##### PASSAGE TO READ
Matt was his holistic provider.
Matt had everything on point with him.
He had a whole regimen of things that helped my brother keep a pretty independent lifestyle.
And Matt did not want that to go by the wayside if he was in jail.
And the probation officer who would hear such a request came back with a denial and said, Proof whatsoever that you are your father's caregiver or that he even needs one.
And here we are, less than two and a half years later, my brother died.
And he was no longer taking any of the supplements and the protocol that Matt had him on a daily regimen.
He stopped all of it after Matt died.
So I just feel like...
Two of our family members were taken by this Justice Department, and that's not something I can ever forget.
Guys, I've been talking to Jerry Perna, the aunt of Matt Perna.
You can follow our next at Jerry, G-E-R-I Perna, and the website, which I urge you to go to, rememberingmatperna.com.
Jerry, thank you very much.
Thank you, Dinesh.
I'm continuing my discussion of the Big Lie, and we are in the section where we're talking about Hitler's anti-Semitism, and I made the point yesterday that it derives from, in part, the idea that the Jew is the quintessential capitalist.
Now...
As Debbie said to me after the podcast, she goes, you're not saying that Hitler's homicidal fury against the Jews is all based upon that, right?
Because one can think that the Jew is a quintessential capitalist and doesn't follow that you've got to go out and kill six million of them.
And so I think that the fury of Hitler's anti-Semitism requires deeper explanation, in fact, taps into some cords of fundamental evil.
That are truly inexplicable, or at least inexplicable outside of some kind of theological framework.
But nevertheless, I was just saying that the idea of the Jew as a financier and a swindler was part of Hitler's pretext, part of his justification for the antisemitism.
Now, the question is, since I've been arguing that Hitler was on the left, The question is, is this a left-wing way to think?
Do people on the left, do people in the socialist Marxist camp, tend to see Jews as capitalists and hate them for it?
And the answer is yes.
In fact, very interestingly, we can turn for our exhibit A to none other than Karl Marx.
Now, Karl Marx was born a Jew.
He was, according to most accounts, Jewish in his cultural habits.
He was baptized as a Christian, although he didn't practice any kind of Christianity.
In fact, to be honest, he didn't practice any kind of Judaism either.
He was a professed atheist.
And so when we say Marx was a Jew or Marx was not a Jew, we're not talking about Marx's theological commitments.
In 1844, Karl Marx wrote an essay called On the Jewish Question.
And I just want to read four sentences or five sentences from that essay because it's very illuminating.
And for people who haven't studied Marx, kind of unexpected.
##########
##### PROVIDED INFORMATION
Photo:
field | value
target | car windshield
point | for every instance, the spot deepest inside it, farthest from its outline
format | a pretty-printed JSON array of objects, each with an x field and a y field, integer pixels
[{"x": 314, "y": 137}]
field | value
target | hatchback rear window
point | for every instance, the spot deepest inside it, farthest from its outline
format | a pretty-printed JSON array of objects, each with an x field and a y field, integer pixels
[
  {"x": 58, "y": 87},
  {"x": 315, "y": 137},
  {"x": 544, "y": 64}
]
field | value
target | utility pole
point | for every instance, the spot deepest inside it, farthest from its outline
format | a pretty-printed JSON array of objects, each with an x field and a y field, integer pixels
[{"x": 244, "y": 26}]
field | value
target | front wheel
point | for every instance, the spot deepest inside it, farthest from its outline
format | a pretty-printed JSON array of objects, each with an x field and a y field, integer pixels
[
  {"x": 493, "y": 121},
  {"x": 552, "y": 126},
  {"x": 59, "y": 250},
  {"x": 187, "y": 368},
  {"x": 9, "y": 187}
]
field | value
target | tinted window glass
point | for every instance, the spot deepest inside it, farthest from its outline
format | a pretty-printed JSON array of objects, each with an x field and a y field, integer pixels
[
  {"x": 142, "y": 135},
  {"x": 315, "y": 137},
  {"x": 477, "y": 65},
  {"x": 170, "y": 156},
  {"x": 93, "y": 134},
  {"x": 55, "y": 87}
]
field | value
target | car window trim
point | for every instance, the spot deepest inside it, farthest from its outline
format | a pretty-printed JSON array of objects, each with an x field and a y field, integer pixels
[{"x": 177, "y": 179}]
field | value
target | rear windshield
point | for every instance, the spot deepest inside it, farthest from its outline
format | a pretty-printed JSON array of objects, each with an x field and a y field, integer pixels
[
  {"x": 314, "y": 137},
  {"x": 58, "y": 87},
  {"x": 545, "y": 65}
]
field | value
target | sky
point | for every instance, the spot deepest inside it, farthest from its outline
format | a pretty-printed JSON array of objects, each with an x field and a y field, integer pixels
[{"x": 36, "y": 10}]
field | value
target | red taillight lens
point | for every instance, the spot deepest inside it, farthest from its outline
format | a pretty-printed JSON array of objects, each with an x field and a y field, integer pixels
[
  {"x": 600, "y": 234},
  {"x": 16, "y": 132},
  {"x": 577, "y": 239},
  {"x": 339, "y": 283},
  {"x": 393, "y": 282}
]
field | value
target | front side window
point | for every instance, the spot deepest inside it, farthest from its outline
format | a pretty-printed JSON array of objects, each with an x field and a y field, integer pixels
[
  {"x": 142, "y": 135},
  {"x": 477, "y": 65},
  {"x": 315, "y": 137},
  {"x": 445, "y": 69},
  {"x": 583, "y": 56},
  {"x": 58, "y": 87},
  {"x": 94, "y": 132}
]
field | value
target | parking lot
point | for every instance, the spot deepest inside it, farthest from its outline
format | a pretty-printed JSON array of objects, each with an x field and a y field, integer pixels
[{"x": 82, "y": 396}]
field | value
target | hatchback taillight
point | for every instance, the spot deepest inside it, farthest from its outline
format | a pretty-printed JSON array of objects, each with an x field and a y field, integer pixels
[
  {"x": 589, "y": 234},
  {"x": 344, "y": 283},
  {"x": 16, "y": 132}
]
##########
WHAT IS REQUIRED:
Resume the podcast transcript on Hitler's anti-Semitism and Karl Marx, starting right after its final sentence.

WRITTEN RESPONSE:
Here's Marx.
And I'll pause with each sentence and offer some commentary.
This is a very important passage.
Let us consider the actual worldly Jew.
Not the Sabbath Jew, but the everyday Jew.
Pause.
So here Marx is starting off by saying, all right, I want to talk about Jews as a group.
I'm not talking about the religious Jews.
I'm talking about the Jews.
Because there are lots of people who are Jews, and they think of themselves as Jews, and they are part of the Jewish community.
In fact, they maintain a certain kind of ethnic or tribal Jewishness, but they don't necessarily perform the Jewish rites.
They don't even necessarily take the Sabbath seriously.
They don't necessarily celebrate Jewish holy days, but nevertheless, they are Jews, as Marx is putting it, the actual worldly Jew.
He says, very telling.
Marx is saying that the clue to Judaism is not the Jewish faith.
And in fact, the Jewish...
Faith is a little bit of an oxymoron.
Judaism is not a faith in the sense that you can speak of the Christian faith.
Because in Christianity, the faith element is central.
Judaism, like Islam, is more of a code of practices, of laws.
And so what Marx is getting at is he's making the claim, and I'm not agreeing or disagreeing, I'm simply interpreting it.
He says the key to the Jew is not religious at all.
Well, what is it?
What is the secular basis of Judaism?
Practical need.
Self-interest.
What is the worldly religion of the Jew?
Huckstering.
What is his worldly good?
What is his worldly God?
Money.
This is Marx.
And you notice the close resonance to what Hitler said.
And what Fader said, the economist that Hitler was paying close attention to, and what the Nazis believed.
Here is Marx, and you see the proximity, the similarity, the common view of Judaism as a type of debased capitalism.
So, practical need, self-interest.
The Jew, in other words, is a low creature.
He's not...
Looking up at heaven, he's looking down at the ground.
Huckstering.
So it's not just that the Jew is a capitalist, he's a swindler.
Huckstering means you're an operator, you're a card shark, you're a trickster with money.
What is his worldly god?
Money.
So think of it.
If one thinks of anti-Semitic themes or tropes through the centuries, Here is someone born into Judaism, Karl Marx, echoing this antisemitism very clearly and agreeing with it and basically saying this is not just an incidental characteristic of Jews, this is their defining characteristic.
So, Marx continues, very well then, very well then.
Emancipation from huckstering and money, consequently from practical real Jewry.
So what Marx is saying is, okay, if the Jew is defined by swindling, huckstering money, then basically what we need to do is get away from all that, which means we have to abolish Judaism.
But he doesn't call it Judaism.
He calls it practical, real Jewry.
J-E-W-R-Y. Not Jewelry, but Jewry.
And what he's saying is, This Jewry or Jewishness is the problem.
This is what we have to eradicate.
So you can see right here how close Marx is.
If one is going to talk about eradication, elimination, emancipation, you're actually not very far away from Hitler's, well, let's get rid of all these people.
If they are the actual real-world embodiment...
Of crookery and swindling and capitalist deception?
Why do we want them in the world?
Why do we want them in Germany?
So, my point is, it is thoroughly natural for a leftist, a national socialist like Hitler to think this way.
Marx thought this way.
There's a common element here.
Now, let's think about what anti-Semitism offers to the anti-Semites.
Like, what is the benefit of it?
What do they get out of it?
Well, the first benefit is it offers an explanation for antisemites about why they themselves are not doing all that well.
In other words, the explanation is, yeah, the Jews are doing better than us, but that's because they're crooks.
Crooks advance in the world.
The world is very unjust.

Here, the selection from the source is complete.